Task input.
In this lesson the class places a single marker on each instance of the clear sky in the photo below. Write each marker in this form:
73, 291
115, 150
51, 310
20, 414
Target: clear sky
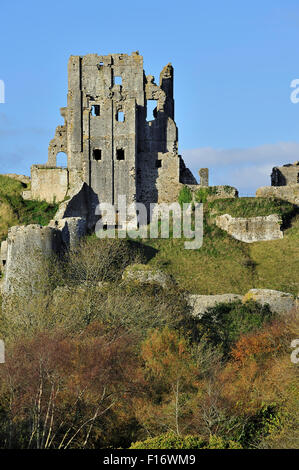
234, 61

Aim of the exercise.
Transcribe the records word for word and include no pictures.

Solution below.
In this lesson the class places a single marker on each instance of the clear sky in the photo below. Write each marker in this form:
73, 291
115, 150
51, 310
20, 414
Target: clear sky
234, 61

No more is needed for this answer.